2007\03\21@080749 by wouter van ooijen

face picon face
> > I'm tired of robbing old modems for RJ connectors or having
> to leave
> > room for a DIP clip when using a DIP chip. So maybe time
> for pogo pin
> > ICSP setup.

Maybe consider either a SOIC chip + SOIC clip, or SOIC clip + 5-pin
header? I think either should take up less PCB area that a DIP chip.
Another approach I like is a 'DIP riser', easily made from a bunch of
round-pin sockets (or one round-pin socket and one wire-wrap-socket) or
a DIP/bandcable connector (but that can give problems with capacity on
the clock pins).

Wouter van Ooijen

-- -------------------------------------------
Van Ooijen Technische Informatica: http://www.voti.nl
consultancy, development, PICmicro products
docent Hogeschool van Utrecht: http://www.voti.nl/hvu



2007\03\21@082420 by Alan B. Pearce

face picon face
>one suggestion i've seen is to use some form of small surface
>mount connector for development then on production models don't
>populate it and use the pads it sat on for pogo pin programming..

One possibility I am looking at is to have the plug as part of the PCB, just
like an edge connector without gold plating, so that it will plug into an RJ
socket. The socket will need to have packing to make up the thickness of a
normal RJ plug, and the PCB may need sluts to accommodate the sides of the
socket to help keep it all aligned, but the slots could be minimised by
cutting out a significant portion of the sides of the RJ socket.

● ● ●

-- Exercise directions --
Transcribe the passage of the ICSP connector discussion between "2007\03\21@080749 by wouter" and "that a DIP chip.", inclusive. The lines after this point are material separate from the ICSP connector discussion.

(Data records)
● ● ●

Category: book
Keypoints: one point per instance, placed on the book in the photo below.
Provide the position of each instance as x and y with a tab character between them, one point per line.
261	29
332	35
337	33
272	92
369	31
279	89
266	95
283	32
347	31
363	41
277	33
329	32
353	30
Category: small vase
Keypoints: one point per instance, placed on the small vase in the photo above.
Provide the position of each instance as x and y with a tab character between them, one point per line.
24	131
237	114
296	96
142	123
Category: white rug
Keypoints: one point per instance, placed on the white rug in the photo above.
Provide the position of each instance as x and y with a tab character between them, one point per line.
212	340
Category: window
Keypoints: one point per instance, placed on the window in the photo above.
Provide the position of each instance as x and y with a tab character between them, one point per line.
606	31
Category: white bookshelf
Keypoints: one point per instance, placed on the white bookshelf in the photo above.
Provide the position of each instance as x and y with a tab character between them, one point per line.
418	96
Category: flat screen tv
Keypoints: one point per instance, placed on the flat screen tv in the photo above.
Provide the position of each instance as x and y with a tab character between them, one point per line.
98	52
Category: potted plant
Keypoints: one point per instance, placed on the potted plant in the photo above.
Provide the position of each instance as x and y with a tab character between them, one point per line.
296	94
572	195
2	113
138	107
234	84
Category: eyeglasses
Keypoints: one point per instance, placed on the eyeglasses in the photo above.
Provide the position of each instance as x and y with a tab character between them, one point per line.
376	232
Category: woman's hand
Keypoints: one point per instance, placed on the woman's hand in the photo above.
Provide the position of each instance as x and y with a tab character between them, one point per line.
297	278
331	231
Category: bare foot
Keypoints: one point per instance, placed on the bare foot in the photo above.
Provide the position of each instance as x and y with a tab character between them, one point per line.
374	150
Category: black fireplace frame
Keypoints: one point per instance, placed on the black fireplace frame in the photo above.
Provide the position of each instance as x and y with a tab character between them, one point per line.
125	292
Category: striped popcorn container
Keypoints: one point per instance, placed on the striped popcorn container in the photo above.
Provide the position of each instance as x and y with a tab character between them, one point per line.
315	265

● ● ●

-- Result of the exercise --
2007\03\21@080749 by wouter van ooijen

face picon face
> > I'm tired of robbing old modems for RJ connectors or having
> to leave
> > room for a DIP clip when using a DIP chip. So maybe time
> for pogo pin
> > ICSP setup.

Maybe consider either a SOIC chip + SOIC clip, or SOIC clip + 5-pin
header? I think either should take up less PCB area that a DIP chip.